(Beginning of Exercise inputs)

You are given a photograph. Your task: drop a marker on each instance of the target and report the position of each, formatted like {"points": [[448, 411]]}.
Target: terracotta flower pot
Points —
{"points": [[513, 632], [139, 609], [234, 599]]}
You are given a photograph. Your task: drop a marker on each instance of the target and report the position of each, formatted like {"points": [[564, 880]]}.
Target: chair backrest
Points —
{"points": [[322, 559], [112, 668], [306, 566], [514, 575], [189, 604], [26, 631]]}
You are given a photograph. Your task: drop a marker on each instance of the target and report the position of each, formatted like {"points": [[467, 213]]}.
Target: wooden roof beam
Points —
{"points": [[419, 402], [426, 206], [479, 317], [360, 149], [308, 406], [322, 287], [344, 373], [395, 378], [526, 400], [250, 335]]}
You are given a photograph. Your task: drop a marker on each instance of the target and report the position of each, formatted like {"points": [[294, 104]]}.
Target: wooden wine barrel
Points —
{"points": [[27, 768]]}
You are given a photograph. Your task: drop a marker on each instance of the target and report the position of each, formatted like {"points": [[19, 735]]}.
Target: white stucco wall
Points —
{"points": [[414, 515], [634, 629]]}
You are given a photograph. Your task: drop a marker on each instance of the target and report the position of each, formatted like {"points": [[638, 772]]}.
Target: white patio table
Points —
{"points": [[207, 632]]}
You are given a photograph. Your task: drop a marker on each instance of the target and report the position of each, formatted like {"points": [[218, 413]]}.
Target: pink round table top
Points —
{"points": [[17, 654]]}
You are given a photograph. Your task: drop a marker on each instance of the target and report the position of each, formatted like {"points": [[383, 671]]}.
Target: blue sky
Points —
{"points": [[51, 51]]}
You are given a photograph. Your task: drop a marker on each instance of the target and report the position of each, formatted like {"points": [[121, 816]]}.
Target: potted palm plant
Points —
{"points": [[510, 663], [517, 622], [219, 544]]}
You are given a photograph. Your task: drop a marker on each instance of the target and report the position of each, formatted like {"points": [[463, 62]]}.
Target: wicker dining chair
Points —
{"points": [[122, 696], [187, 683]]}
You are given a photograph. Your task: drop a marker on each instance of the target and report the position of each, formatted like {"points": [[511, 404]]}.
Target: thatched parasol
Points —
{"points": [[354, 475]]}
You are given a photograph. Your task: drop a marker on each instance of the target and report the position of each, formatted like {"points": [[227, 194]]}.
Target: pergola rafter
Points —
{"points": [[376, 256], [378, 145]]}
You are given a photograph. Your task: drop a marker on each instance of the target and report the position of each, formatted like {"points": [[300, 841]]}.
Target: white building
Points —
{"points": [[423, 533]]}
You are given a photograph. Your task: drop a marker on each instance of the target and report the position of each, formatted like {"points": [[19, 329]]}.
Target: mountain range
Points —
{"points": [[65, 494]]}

(End of Exercise inputs)

• **What the task asks**: Every line in the records above that holds "wooden" counts once; state the total and nothing else.

• **Response to the exercise**: 2